■ WORK TO BE COMPLETED:
Reproduce, word for word, the part of the passage on JavaScript engine speed starting at "The same is" and ending at "how things work.".

■ DOCUMENT TEXT:

Different patterns of JavaScript can run at different speeds in different engines. This is obvious of course. On one specific benchmark a JS engine can be faster than another, but in general no JS engine is "the fastest", because different benchmarks can test different things - use of classes, garbage collection, integer math, etc. When comparing JS engines, one can be better on one of those aspects and slower on another, because optimizing for them can be quite separate. Look at the individual parts of benchmarks on AWFY for example (click "breakdown"), and you'll see that.

The same is true for compiled code: different JS engines can be faster or slower on particular patterns of compiled code. For example, it was recently noticed that Chrome is sometimes much faster than Firefox on GWT-generated code; as you can see in the bug there, recent work has narrowed the gap. There is nothing odd about that: one JS engine was faster than another on a particular pattern, and work was done to catch up. This is how things work.

■ DATA PROVIDED:
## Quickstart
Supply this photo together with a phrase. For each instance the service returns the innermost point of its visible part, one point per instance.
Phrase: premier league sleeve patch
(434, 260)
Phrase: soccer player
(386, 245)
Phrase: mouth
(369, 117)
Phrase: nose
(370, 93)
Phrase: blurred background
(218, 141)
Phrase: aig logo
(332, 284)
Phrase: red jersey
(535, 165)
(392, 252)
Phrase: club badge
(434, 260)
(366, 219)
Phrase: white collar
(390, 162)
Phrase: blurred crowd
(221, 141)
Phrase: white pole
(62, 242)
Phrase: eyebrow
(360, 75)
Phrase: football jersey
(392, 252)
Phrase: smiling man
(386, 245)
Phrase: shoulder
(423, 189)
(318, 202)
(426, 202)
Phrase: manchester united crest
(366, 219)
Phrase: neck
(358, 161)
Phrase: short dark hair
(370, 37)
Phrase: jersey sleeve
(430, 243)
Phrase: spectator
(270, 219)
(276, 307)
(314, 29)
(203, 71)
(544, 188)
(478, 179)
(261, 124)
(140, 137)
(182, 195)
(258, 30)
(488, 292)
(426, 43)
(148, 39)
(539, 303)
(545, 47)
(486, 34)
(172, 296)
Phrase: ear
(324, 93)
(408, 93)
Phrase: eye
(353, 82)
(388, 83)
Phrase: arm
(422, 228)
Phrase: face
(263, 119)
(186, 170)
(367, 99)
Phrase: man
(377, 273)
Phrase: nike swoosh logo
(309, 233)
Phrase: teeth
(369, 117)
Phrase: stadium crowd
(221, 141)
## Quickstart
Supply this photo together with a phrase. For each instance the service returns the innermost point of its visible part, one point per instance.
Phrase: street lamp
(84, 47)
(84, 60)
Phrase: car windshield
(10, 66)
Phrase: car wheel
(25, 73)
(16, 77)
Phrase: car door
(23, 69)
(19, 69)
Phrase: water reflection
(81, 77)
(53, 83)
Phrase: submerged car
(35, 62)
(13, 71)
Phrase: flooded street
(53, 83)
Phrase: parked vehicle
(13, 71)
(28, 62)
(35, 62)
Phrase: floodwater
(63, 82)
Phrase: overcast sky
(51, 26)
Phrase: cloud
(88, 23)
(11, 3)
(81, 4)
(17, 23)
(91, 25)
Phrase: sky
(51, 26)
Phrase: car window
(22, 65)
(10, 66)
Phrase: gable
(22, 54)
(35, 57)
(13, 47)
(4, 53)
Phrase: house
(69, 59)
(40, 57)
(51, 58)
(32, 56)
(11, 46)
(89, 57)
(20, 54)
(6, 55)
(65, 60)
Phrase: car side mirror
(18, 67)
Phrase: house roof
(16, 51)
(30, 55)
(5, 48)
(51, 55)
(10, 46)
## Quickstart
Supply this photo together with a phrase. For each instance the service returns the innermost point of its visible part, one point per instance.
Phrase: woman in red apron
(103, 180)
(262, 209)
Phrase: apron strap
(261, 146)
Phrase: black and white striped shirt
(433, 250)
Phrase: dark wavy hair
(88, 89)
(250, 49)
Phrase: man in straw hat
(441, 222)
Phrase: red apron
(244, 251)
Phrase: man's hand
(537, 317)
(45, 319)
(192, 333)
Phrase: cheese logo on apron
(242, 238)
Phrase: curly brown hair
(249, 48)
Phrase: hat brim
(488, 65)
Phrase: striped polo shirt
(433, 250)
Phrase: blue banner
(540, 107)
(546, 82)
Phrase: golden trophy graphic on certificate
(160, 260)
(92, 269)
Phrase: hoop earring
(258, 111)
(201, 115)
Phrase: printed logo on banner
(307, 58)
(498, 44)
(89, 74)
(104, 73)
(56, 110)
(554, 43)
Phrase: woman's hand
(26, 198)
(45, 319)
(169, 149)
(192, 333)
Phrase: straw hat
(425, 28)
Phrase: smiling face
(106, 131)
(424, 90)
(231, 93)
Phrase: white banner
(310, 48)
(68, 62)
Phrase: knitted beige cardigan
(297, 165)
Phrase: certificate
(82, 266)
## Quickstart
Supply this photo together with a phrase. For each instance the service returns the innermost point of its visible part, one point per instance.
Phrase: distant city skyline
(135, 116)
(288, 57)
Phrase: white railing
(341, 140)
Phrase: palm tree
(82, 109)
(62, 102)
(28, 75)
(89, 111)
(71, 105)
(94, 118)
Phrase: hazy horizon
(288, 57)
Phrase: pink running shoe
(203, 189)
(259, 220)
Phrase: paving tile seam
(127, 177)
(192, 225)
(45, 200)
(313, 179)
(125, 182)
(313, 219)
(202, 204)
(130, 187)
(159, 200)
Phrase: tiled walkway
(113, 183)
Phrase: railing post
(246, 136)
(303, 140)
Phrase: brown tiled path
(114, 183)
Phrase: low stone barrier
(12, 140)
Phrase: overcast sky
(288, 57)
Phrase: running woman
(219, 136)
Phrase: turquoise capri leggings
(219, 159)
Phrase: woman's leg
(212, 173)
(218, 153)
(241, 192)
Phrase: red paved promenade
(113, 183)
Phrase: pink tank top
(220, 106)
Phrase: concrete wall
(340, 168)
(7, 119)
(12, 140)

■ PROBLEM SOLUTION:
The same is true for compiled code: different JS engines can be faster or slower on particular patterns of compiled code. For example, it was recently noticed that Chrome is sometimes much faster than Firefox on GWT-generated code; as you can see in the bug there, recent work has narrowed the gap. There is nothing odd about that: one JS engine was faster than another on a particular pattern, and work was done to catch up. This is how things work.